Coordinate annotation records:
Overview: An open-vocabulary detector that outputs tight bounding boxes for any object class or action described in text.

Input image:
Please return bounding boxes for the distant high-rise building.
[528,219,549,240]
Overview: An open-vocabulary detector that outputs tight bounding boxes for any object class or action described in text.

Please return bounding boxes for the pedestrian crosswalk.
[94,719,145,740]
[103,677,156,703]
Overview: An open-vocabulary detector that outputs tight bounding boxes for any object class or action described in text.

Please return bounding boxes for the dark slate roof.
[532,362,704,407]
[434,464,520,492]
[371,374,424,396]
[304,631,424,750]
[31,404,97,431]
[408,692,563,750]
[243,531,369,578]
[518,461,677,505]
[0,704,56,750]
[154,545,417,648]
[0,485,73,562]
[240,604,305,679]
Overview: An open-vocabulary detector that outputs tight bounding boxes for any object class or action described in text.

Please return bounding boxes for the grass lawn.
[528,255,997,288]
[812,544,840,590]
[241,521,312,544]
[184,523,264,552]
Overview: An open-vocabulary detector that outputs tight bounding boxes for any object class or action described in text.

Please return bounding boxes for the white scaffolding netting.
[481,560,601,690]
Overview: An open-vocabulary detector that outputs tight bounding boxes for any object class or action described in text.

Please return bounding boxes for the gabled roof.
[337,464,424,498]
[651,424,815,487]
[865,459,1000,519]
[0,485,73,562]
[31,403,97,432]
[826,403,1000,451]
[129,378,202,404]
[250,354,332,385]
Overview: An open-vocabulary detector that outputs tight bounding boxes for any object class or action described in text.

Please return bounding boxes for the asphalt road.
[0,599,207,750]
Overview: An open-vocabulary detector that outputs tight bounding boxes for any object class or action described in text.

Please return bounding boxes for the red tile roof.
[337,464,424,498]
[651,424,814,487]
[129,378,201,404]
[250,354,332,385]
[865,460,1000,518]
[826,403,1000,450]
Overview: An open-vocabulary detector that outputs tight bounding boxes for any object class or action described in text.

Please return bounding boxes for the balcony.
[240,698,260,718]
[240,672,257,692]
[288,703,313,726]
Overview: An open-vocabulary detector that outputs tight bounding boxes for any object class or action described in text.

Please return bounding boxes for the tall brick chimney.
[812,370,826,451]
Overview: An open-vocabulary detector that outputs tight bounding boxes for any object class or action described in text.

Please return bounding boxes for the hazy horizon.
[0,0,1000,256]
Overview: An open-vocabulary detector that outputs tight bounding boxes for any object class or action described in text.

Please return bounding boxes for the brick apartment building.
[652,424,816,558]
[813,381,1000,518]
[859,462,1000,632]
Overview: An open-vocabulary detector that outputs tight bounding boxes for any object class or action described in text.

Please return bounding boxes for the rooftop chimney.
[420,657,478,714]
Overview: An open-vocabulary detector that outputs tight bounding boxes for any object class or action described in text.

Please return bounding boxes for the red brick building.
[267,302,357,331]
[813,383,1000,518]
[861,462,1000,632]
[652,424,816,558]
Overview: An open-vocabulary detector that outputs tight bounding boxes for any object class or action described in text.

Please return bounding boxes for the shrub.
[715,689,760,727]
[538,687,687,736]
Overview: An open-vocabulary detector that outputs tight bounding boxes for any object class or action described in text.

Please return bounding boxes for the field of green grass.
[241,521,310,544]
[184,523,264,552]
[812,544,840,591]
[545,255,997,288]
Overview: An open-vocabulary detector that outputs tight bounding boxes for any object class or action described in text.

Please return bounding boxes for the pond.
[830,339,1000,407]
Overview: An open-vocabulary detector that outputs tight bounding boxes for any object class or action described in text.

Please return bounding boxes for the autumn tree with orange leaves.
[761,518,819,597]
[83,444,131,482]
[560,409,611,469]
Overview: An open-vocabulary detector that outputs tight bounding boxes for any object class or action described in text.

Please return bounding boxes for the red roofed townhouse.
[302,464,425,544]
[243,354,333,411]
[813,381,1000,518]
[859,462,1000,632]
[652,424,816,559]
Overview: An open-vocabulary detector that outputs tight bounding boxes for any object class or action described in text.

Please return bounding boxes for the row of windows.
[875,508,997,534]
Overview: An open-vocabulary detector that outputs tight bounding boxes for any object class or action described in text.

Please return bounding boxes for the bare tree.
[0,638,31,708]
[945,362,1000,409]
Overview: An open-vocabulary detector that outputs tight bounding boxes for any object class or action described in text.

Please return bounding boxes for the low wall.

Do this: Could you output the records word for word, beginning at their very first line and going on through the line that contains "[103,677,156,703]", with that line included?

Written solution:
Overview: An open-vocabulary detector that outputs tight bounding boxes for any object class or action described in text.

Input image:
Please return bounding boxes for the distant high-rise building.
[528,219,549,240]
Overview: An open-vocabulary detector that outputs tight bounding boxes for any object class or action described in text.

Please return bounding boxes for the pedestrian crosswalk.
[94,719,145,740]
[103,677,156,703]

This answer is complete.